_WHAT YOU NEED TO DO_:
1. From the passage on the multi-agent resource delivery problem, list each piece of information that an agent receives in its local observations.
2. Continue the passage on the multi-agent resource delivery problem, starting after its final bullet about the coverage reward.

_QUOTED TEXT_:
····················

The problem is formalized as a Dec‑POMDP: N agents operate in a bounded continuous space, delivering r different resource types to M consumers. Resources are either persistent (requiring agents to stay in the interaction area) or instantaneous (delivered upon arrival). Agents receive only local observations (their own position, held resources, and the positions and demands of all consumers) and can communicate only with neighbors within a radius C. The objective is to maximize a discounted sum of individual rewards, which are carefully designed to balance global and local objectives.

Reward Design
The total reward for each agent is a sum of several components:

• Global demand reduction (rw_g) – proportional to the total decrease in unmet demand across all consumers.
• Coverage reward (rw_s) – a binary bonus if at least one agent is present at every consumer location.

····················

_DATASET_:
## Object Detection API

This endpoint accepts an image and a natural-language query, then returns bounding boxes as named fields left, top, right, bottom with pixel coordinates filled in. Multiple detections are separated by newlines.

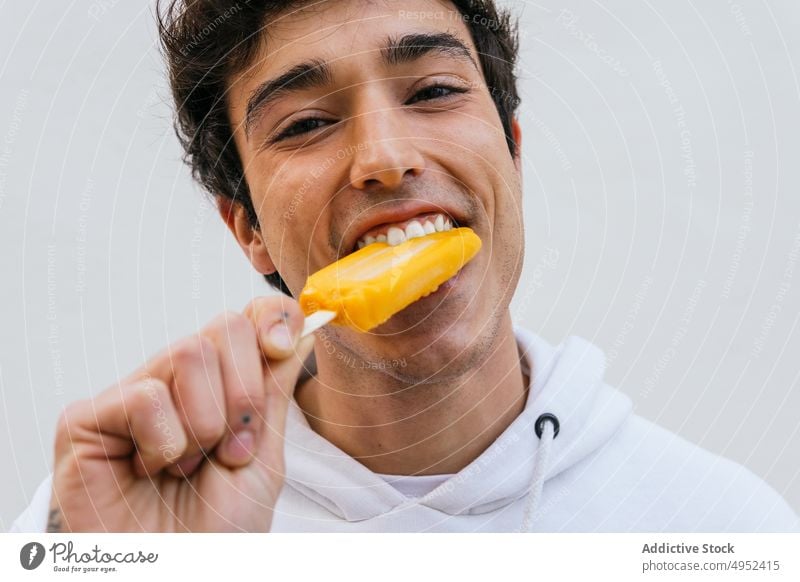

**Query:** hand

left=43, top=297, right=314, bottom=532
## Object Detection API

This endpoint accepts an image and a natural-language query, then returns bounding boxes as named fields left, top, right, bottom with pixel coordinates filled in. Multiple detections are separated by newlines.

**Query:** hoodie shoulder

····················

_IN RESPONSE_:
1.
- Its own position
- The resources it holds
- The positions of all consumers
- The demands of all consumers

2.
• Collision penalty (rw_ij) – negative term proportional to the squared distance between agents that come closer than a safety threshold.
• Instantaneous resource delivery reward (rw_im) – positive reward for delivering an instantaneous resource.
• Persistent resource reward (rw_is) – fixed reward for satisfying a persistent demand.
• Cluster completion reward (rw_rc) – bonus for a sub‑team that fully satisfies a consumer’s demand.
• Assignment‑driven positional reward (rw_id) – derived from solving a mixed‑integer quadratic program (MIQP) that computes an optimal binary assignment matrix a; agents receive a reward proportional to the reduction in distance to their assigned consumer.

These components are weighted empirically to ensure that agents are incentivized both to cooperate globally and to focus on the specific consumer they are assigned to.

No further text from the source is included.